[Detection annotation records]
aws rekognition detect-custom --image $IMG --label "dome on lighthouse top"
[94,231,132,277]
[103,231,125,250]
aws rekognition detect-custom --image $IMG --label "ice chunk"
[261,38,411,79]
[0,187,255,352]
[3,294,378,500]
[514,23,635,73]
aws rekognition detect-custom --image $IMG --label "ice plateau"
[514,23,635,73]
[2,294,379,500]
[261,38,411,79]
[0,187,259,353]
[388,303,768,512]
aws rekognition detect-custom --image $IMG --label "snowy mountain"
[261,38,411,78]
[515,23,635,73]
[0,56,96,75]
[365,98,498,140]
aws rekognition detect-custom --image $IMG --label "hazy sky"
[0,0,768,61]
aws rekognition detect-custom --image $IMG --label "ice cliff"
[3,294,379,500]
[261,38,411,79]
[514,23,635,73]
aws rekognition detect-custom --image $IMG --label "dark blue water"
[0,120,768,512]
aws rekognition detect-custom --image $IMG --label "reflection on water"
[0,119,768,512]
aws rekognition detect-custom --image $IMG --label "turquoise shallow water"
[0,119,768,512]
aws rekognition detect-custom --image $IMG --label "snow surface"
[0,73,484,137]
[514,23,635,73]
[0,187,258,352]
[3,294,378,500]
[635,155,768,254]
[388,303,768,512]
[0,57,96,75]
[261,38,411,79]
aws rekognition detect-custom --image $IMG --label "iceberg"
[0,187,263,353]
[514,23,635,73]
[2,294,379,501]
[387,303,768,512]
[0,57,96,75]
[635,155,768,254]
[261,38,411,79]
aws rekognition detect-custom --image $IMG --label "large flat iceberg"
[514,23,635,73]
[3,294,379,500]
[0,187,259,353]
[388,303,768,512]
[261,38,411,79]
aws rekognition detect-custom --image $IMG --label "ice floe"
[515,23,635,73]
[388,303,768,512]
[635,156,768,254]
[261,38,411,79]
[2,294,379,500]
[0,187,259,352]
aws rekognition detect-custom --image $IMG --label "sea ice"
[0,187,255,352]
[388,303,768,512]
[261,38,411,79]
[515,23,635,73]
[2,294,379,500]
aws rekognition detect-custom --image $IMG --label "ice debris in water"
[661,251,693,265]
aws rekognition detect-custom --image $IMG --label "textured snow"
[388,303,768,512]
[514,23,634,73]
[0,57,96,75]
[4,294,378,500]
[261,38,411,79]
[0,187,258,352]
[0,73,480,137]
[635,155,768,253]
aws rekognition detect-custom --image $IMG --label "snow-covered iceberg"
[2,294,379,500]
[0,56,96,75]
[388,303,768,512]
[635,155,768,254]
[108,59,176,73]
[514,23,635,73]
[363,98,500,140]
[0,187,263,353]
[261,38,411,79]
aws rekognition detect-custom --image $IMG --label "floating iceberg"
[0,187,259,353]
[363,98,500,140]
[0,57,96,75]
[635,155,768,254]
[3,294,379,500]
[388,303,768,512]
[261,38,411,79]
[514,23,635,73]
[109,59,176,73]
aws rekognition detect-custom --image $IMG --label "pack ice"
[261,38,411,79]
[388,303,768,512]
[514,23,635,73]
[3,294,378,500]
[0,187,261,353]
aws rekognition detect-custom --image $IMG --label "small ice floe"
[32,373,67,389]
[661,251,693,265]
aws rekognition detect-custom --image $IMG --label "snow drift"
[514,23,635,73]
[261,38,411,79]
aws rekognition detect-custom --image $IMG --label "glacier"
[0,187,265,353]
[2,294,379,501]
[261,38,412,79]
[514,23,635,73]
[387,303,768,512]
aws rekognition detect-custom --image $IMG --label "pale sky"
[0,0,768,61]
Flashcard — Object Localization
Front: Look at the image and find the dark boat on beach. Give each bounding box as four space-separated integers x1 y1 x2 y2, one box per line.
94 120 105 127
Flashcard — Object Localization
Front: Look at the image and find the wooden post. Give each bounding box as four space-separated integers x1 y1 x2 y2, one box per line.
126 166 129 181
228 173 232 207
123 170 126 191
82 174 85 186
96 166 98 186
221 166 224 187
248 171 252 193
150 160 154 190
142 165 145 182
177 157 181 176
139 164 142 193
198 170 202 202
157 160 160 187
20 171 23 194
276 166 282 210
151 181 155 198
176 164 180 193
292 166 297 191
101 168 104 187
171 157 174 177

● DO THIS: Collect every line in the records above that contains the string "space", and copy each such line in full.

● COMPLETE RESPONSE:
Front: Look at the image and find the dark boat on beach. Give each bounding box as four space-separated integers x1 y1 x2 y2, one box per line.
Front: Look at the image and find the wooden post. Give each bounding box as four space-separated integers x1 y1 x2 y2, one box per line.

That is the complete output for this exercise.